* Recorded information *
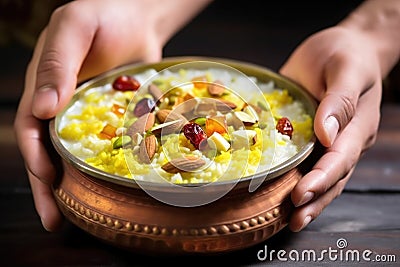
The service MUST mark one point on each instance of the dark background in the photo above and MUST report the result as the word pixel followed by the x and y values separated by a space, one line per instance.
pixel 366 214
pixel 259 32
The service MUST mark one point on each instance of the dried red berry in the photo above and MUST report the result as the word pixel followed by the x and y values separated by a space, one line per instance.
pixel 143 106
pixel 126 83
pixel 194 133
pixel 284 126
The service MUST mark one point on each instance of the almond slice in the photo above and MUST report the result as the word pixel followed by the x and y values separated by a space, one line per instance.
pixel 166 115
pixel 148 148
pixel 184 164
pixel 142 124
pixel 168 127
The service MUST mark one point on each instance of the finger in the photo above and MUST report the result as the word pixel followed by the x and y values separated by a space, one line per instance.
pixel 45 204
pixel 344 154
pixel 302 216
pixel 346 80
pixel 67 42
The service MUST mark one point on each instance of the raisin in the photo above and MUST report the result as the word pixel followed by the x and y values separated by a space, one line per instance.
pixel 284 126
pixel 126 83
pixel 194 133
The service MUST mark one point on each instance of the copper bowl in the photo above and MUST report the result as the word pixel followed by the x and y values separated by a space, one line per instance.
pixel 118 211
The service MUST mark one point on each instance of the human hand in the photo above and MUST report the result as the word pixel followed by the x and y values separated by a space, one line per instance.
pixel 84 38
pixel 341 69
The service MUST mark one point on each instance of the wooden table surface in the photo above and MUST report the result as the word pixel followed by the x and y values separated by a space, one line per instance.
pixel 366 216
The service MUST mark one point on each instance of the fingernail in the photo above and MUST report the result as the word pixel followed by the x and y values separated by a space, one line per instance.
pixel 45 226
pixel 306 198
pixel 331 126
pixel 45 100
pixel 306 221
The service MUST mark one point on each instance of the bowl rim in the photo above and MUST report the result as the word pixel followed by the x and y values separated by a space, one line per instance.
pixel 247 68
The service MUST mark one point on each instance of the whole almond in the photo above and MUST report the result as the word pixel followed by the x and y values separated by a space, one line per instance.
pixel 225 105
pixel 142 124
pixel 148 148
pixel 184 164
pixel 156 92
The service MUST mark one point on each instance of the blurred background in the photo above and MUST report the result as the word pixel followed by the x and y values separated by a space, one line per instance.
pixel 243 30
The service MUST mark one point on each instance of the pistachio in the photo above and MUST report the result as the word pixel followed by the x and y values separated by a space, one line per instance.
pixel 148 148
pixel 183 164
pixel 121 141
pixel 216 89
pixel 156 92
pixel 249 109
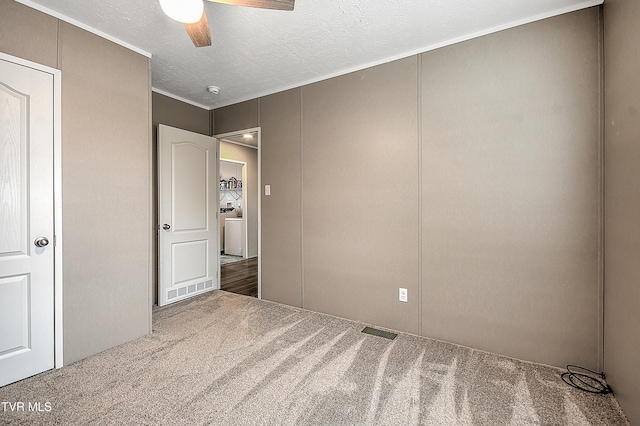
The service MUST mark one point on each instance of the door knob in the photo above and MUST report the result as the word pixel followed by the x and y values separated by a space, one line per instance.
pixel 41 242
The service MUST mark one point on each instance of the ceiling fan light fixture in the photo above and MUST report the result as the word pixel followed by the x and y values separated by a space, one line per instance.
pixel 186 11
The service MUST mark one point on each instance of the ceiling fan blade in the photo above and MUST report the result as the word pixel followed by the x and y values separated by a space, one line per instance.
pixel 262 4
pixel 199 32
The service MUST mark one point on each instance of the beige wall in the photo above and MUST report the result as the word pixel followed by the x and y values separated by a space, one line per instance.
pixel 511 191
pixel 360 195
pixel 236 117
pixel 622 202
pixel 281 151
pixel 105 177
pixel 469 175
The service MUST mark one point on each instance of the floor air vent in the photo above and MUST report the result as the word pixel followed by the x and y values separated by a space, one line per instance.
pixel 379 333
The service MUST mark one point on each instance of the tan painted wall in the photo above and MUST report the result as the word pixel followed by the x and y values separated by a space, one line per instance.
pixel 280 121
pixel 236 117
pixel 622 202
pixel 360 195
pixel 469 175
pixel 106 153
pixel 511 191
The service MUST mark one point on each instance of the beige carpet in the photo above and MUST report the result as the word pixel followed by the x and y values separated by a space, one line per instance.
pixel 224 359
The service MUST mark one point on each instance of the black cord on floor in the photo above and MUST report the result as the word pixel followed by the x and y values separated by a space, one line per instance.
pixel 586 380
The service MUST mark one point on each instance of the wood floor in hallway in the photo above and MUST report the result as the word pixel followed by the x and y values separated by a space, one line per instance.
pixel 240 277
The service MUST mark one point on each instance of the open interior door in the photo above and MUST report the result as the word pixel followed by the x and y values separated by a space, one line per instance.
pixel 187 214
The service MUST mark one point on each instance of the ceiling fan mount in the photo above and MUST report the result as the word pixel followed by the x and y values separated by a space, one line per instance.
pixel 194 17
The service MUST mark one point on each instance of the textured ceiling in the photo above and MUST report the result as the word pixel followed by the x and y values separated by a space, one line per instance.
pixel 257 52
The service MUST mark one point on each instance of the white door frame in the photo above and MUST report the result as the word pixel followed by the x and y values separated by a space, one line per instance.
pixel 57 199
pixel 258 130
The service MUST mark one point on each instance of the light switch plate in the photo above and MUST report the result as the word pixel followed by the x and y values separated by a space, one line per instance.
pixel 403 295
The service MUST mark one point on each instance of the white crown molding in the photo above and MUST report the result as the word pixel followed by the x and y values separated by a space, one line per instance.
pixel 83 26
pixel 178 98
pixel 584 5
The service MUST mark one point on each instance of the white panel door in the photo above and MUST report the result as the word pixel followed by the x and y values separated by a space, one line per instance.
pixel 187 214
pixel 26 222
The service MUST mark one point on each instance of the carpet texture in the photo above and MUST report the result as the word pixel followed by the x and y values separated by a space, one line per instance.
pixel 225 359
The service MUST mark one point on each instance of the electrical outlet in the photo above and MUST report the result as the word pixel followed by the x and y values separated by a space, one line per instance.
pixel 403 295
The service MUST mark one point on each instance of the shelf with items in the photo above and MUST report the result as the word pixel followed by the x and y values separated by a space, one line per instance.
pixel 231 196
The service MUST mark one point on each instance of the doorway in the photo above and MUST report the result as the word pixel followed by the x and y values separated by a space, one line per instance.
pixel 30 221
pixel 239 218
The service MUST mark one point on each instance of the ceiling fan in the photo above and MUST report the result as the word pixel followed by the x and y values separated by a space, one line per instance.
pixel 192 14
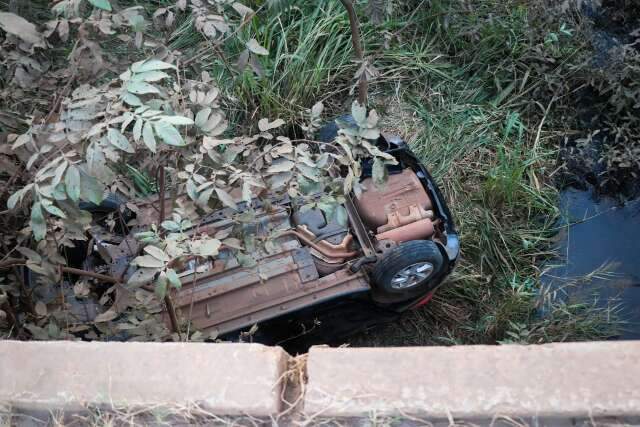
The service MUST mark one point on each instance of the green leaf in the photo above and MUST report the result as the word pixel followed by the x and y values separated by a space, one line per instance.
pixel 17 197
pixel 117 139
pixel 148 138
pixel 226 199
pixel 341 215
pixel 169 134
pixel 59 172
pixel 177 120
pixel 379 172
pixel 141 276
pixel 372 134
pixel 192 189
pixel 37 223
pixel 173 278
pixel 150 65
pixel 161 285
pixel 202 117
pixel 255 47
pixel 131 99
pixel 72 183
pixel 147 261
pixel 54 210
pixel 150 76
pixel 156 252
pixel 141 88
pixel 170 225
pixel 91 190
pixel 359 113
pixel 101 4
pixel 137 129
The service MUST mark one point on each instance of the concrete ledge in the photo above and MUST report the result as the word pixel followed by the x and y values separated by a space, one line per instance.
pixel 225 379
pixel 595 379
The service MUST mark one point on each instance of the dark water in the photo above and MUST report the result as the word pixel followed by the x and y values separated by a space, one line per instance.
pixel 599 235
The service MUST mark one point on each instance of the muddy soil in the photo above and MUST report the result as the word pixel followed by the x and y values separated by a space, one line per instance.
pixel 604 152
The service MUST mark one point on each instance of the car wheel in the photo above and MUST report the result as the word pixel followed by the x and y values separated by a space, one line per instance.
pixel 408 270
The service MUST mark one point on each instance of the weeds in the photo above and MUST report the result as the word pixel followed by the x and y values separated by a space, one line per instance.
pixel 470 85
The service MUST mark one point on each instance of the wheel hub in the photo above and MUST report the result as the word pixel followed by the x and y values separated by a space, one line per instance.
pixel 412 275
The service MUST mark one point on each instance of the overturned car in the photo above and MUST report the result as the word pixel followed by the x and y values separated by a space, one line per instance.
pixel 321 280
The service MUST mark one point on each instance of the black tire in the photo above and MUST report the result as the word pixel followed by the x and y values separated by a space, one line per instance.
pixel 420 261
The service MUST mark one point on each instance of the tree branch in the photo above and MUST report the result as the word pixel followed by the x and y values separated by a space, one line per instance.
pixel 357 47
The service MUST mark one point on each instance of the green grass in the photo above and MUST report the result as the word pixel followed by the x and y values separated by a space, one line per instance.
pixel 468 84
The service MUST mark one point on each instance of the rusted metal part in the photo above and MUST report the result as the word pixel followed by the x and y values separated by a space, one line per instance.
pixel 239 297
pixel 418 230
pixel 402 200
pixel 330 253
pixel 318 247
pixel 322 228
pixel 358 227
pixel 398 218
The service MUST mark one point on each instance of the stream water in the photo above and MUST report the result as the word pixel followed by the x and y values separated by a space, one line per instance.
pixel 603 236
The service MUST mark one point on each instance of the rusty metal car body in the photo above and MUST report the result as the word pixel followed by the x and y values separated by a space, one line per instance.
pixel 319 266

* Task statement *
Leaving out all lines before the one containing "the green grass", copy that line and the rest through the end of the listing above exactly.

* Completed exercise *
The service MUST mark one point on each instance of the green grass in the photo above and MUST report the result as the word pixel followed by the x and y values separated by a space, one line per instance.
pixel 468 84
The service MUST mark one point on each instance of the rusted metal part in the photo above and MUST report the result as the word pixel followed by the x and y values separated by a space, one line per instance.
pixel 239 297
pixel 418 230
pixel 402 200
pixel 330 253
pixel 318 247
pixel 322 228
pixel 358 227
pixel 398 218
The service MUST mark one point on each instance of the stream water in the photo above and MUST report the result as the word pixel followed by the x and y values separated by a space, one line per instance.
pixel 603 236
The service MUST mark one point on each instance of the rusty metal car body in the photo above and MUST report the result as the word pixel followed by the x and y values separated by a space, one line per instance.
pixel 319 266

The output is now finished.